PROBLEM DESCRIPTION. Each line of the data that includes the string "window" is to be copied out.

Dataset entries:
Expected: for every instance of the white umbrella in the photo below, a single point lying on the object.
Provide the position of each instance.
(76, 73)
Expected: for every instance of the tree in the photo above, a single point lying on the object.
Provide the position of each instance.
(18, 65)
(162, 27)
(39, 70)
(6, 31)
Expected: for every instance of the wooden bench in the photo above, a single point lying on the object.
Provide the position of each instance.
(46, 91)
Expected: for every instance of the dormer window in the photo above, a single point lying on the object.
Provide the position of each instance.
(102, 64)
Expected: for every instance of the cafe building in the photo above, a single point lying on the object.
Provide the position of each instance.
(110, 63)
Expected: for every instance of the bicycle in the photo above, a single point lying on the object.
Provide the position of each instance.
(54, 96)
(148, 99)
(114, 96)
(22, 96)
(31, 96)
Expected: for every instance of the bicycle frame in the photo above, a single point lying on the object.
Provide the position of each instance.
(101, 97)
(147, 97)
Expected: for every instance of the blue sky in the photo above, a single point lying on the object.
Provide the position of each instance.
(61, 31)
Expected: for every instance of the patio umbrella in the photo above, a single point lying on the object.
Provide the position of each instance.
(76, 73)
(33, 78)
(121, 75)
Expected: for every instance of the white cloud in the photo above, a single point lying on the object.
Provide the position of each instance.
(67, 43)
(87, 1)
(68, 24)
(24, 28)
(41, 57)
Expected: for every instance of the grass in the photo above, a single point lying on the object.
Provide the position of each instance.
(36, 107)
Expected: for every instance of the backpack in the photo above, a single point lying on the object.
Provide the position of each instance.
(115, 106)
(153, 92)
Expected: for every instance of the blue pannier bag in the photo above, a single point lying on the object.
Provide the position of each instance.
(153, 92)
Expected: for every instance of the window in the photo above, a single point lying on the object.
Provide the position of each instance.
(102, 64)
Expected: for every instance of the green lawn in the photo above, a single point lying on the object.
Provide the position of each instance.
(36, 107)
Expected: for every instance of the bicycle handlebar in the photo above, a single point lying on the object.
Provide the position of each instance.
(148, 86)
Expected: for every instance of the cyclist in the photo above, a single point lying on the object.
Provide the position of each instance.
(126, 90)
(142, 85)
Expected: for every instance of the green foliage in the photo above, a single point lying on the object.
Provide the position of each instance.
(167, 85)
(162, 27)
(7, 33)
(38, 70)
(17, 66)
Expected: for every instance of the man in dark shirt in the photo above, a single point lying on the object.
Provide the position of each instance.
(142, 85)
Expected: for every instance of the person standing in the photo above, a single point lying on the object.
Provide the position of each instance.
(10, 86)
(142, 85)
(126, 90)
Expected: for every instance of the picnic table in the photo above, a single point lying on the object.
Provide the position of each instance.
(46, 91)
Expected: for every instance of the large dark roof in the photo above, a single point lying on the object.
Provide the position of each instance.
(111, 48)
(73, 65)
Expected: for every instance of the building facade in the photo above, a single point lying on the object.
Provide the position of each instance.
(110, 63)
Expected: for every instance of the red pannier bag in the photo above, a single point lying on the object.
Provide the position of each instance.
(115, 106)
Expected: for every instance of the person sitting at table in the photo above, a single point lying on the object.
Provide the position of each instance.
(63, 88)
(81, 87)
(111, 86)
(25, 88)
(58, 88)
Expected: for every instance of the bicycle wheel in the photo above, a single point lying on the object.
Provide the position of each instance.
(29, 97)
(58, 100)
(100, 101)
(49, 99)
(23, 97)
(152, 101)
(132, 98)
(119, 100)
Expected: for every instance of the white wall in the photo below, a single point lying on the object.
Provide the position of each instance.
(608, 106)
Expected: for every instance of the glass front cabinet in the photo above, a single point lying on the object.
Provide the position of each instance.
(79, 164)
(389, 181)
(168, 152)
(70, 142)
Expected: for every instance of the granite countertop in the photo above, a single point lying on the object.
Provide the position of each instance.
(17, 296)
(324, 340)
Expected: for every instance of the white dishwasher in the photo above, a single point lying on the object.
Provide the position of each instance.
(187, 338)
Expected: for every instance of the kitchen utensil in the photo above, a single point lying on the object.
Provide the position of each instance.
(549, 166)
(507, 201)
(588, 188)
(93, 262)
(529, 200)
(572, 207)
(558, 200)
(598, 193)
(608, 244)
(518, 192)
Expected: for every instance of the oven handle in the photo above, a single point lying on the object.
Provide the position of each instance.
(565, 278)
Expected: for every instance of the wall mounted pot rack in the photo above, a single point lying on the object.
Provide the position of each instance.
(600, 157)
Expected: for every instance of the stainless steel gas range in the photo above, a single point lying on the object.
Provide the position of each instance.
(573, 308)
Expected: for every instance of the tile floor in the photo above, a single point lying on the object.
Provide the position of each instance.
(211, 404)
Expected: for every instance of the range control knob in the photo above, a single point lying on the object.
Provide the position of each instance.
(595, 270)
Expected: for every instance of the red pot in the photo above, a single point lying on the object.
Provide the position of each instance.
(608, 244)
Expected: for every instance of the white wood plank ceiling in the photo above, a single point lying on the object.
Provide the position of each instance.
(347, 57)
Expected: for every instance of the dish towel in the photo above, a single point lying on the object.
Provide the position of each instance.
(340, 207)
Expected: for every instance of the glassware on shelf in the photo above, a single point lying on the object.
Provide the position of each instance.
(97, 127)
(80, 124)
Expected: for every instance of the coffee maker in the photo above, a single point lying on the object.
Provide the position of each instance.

RESULT OF THE TASK.
Expected: for every instance of the dormer window in the photo above, a single point lying on the object.
Expected: for every instance of the window in the photo above, a single point lying on the object.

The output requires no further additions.